### Prompt
Find the lines in the material below that include the word "cloud", count them, and give that count alone.

● ● ● ● ● ● ●

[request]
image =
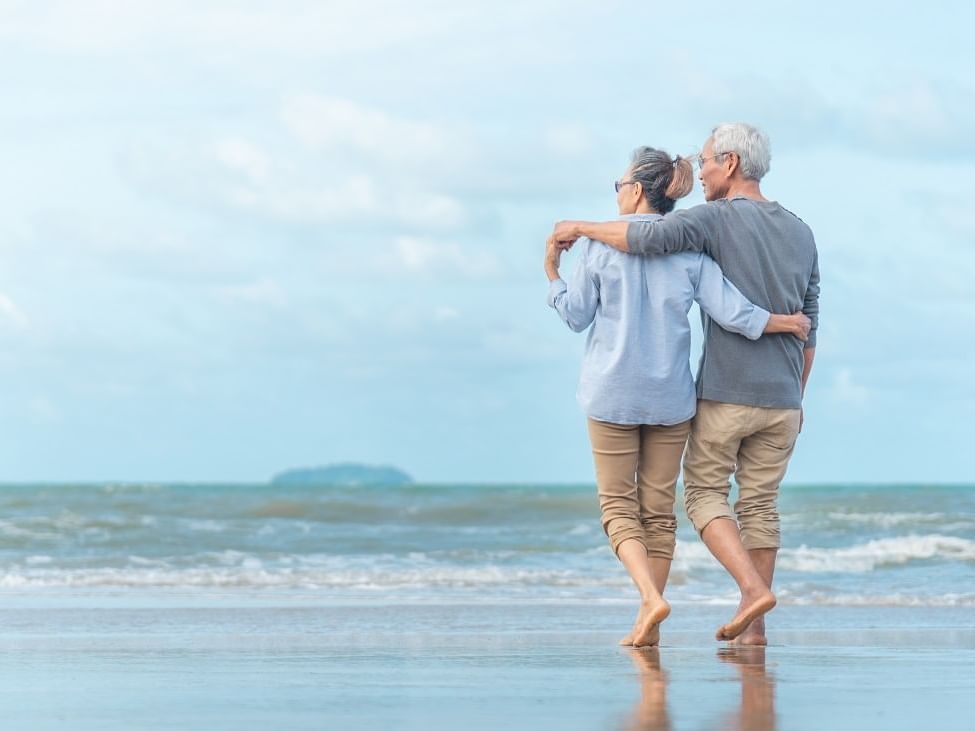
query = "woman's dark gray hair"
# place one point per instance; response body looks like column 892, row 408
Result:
column 664, row 179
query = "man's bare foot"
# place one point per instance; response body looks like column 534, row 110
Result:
column 753, row 636
column 751, row 608
column 646, row 631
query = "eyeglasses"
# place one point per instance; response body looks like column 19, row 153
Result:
column 701, row 160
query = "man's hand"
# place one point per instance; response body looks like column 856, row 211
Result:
column 801, row 325
column 565, row 234
column 553, row 255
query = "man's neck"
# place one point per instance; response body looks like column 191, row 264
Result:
column 746, row 189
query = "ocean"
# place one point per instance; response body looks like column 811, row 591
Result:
column 467, row 606
column 843, row 545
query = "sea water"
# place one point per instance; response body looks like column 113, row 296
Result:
column 843, row 545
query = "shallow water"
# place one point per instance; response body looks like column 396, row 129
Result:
column 911, row 545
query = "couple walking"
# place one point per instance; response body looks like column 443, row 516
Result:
column 632, row 287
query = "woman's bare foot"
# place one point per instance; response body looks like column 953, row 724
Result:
column 753, row 636
column 646, row 631
column 751, row 608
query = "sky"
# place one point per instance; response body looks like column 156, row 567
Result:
column 244, row 237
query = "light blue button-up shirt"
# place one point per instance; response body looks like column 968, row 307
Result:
column 636, row 368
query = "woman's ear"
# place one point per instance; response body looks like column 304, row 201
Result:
column 731, row 163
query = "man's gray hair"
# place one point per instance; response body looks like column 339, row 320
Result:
column 749, row 143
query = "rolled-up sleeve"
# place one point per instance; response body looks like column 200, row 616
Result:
column 684, row 230
column 810, row 303
column 728, row 307
column 576, row 301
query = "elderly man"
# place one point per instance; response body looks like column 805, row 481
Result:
column 749, row 392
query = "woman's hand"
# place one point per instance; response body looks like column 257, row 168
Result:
column 553, row 255
column 797, row 324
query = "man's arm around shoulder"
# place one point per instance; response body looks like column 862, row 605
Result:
column 684, row 230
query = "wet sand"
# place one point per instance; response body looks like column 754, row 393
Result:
column 302, row 665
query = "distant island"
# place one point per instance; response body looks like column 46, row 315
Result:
column 348, row 474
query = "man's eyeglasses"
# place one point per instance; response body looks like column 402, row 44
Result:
column 701, row 160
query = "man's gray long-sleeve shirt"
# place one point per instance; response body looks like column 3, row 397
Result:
column 770, row 255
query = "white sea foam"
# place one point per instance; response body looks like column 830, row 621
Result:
column 873, row 554
column 890, row 520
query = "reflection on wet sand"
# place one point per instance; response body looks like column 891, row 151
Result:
column 755, row 713
column 650, row 713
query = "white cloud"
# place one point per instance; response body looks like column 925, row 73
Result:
column 264, row 292
column 10, row 313
column 244, row 157
column 426, row 257
column 323, row 29
column 847, row 391
column 329, row 123
column 445, row 314
column 568, row 140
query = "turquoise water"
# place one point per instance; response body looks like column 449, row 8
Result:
column 907, row 545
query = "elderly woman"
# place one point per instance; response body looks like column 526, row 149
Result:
column 636, row 386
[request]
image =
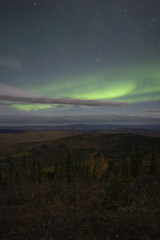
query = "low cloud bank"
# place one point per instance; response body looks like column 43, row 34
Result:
column 62, row 101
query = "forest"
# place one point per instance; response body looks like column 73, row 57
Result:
column 88, row 186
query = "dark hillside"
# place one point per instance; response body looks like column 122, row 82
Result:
column 88, row 186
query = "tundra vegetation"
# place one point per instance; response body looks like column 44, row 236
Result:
column 89, row 186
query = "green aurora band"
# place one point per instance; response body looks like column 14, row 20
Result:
column 124, row 85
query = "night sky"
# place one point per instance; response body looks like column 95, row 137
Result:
column 98, row 59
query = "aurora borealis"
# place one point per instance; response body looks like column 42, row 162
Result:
column 77, row 58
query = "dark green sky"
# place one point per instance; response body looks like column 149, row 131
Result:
column 62, row 57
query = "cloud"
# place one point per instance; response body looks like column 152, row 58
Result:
column 62, row 101
column 11, row 63
column 18, row 95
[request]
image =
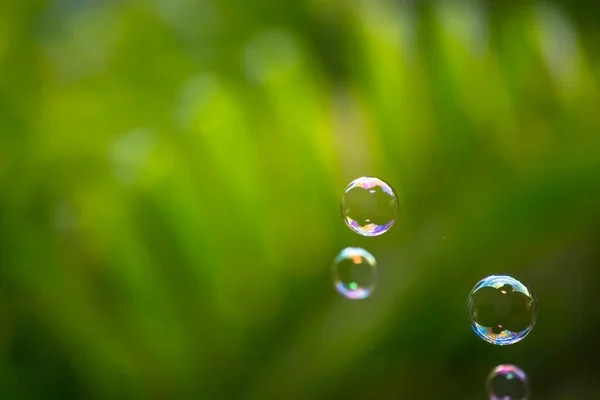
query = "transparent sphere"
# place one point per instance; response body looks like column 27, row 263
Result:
column 502, row 310
column 369, row 206
column 507, row 382
column 354, row 273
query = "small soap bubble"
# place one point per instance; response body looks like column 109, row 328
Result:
column 507, row 382
column 369, row 206
column 502, row 310
column 354, row 273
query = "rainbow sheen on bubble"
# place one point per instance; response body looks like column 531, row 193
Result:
column 507, row 382
column 502, row 310
column 369, row 206
column 354, row 273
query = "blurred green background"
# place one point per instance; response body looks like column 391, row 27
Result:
column 170, row 177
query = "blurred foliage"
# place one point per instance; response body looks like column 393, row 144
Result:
column 170, row 174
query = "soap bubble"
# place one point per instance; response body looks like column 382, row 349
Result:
column 369, row 206
column 507, row 382
column 502, row 310
column 354, row 273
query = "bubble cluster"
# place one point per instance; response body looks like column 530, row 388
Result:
column 507, row 382
column 502, row 310
column 369, row 206
column 355, row 273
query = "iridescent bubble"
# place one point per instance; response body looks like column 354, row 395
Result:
column 502, row 310
column 354, row 273
column 369, row 206
column 507, row 382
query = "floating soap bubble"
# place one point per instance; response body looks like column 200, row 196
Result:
column 369, row 206
column 502, row 310
column 507, row 382
column 355, row 273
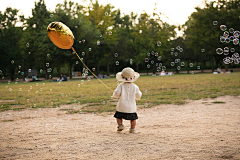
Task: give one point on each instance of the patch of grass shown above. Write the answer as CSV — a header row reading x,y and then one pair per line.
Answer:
x,y
218,102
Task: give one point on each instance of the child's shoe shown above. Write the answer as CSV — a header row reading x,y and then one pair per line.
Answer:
x,y
120,127
131,130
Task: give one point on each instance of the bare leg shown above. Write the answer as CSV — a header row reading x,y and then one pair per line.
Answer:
x,y
133,123
119,121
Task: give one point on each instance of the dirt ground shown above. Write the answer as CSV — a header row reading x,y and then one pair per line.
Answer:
x,y
197,130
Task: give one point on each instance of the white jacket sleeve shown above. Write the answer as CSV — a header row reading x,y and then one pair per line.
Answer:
x,y
138,94
117,91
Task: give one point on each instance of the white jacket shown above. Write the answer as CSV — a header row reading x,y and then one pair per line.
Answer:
x,y
127,93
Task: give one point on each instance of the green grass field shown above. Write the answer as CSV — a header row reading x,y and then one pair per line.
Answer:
x,y
176,89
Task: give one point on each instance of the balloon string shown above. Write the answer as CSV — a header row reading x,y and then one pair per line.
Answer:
x,y
91,71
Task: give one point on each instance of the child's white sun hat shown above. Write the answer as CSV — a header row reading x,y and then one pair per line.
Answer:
x,y
127,75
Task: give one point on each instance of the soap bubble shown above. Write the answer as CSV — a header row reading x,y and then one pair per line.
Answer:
x,y
159,43
215,23
236,41
219,51
223,27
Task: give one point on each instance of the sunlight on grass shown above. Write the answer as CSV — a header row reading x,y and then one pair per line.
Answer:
x,y
176,89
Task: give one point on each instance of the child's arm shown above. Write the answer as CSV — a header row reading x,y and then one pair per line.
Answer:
x,y
117,91
138,94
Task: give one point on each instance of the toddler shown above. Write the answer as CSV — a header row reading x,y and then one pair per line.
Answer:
x,y
128,93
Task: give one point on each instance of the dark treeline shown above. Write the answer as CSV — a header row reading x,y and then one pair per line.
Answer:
x,y
108,41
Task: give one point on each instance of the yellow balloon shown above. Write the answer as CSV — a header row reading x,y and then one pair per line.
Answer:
x,y
60,35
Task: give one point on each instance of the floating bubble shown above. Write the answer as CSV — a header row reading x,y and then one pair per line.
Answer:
x,y
227,40
236,41
159,43
236,34
82,81
219,51
231,30
222,39
98,42
226,34
215,23
223,27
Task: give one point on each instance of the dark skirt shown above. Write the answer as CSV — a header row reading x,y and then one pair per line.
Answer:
x,y
126,116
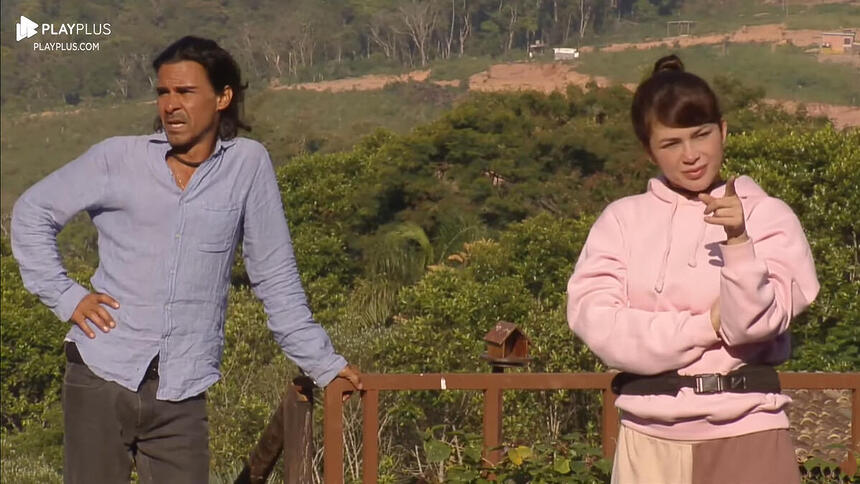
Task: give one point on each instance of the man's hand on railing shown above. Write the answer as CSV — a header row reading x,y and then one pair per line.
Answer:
x,y
353,374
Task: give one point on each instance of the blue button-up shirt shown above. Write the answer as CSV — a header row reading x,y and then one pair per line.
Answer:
x,y
165,255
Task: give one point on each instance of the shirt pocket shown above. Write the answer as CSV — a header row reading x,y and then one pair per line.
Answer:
x,y
212,227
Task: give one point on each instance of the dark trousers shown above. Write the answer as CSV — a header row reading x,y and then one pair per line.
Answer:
x,y
108,428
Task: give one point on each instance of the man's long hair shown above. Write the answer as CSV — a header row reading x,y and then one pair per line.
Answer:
x,y
222,71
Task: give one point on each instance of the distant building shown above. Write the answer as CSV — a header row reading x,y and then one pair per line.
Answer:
x,y
565,53
844,42
679,28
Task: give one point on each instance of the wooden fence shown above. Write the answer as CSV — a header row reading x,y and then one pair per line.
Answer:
x,y
292,422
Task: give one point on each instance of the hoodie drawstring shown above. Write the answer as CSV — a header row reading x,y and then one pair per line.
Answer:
x,y
658,286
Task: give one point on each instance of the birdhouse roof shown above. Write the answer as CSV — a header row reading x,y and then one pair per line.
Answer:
x,y
502,331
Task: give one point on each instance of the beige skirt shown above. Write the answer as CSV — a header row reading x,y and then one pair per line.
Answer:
x,y
758,458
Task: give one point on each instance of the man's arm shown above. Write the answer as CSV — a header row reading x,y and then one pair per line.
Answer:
x,y
271,266
39,215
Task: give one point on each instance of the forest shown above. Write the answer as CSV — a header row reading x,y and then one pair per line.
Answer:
x,y
412,245
421,215
280,42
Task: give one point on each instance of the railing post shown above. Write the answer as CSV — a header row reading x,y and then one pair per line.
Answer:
x,y
370,437
609,423
850,464
493,405
298,432
333,431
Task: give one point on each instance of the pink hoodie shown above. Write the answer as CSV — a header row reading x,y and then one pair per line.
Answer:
x,y
642,291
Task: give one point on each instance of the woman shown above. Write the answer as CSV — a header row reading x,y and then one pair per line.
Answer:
x,y
689,289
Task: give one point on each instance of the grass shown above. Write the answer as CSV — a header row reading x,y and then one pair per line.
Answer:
x,y
785,72
729,16
826,17
288,122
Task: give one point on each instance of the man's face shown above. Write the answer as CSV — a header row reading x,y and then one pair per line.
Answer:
x,y
189,107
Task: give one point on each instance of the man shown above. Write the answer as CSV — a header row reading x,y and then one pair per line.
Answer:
x,y
170,209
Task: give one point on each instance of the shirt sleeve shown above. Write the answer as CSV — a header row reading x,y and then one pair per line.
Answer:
x,y
768,279
39,215
271,266
625,338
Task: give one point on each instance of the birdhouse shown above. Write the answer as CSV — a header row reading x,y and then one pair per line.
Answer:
x,y
507,345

● ● ● ● ● ● ●

### Answer below
3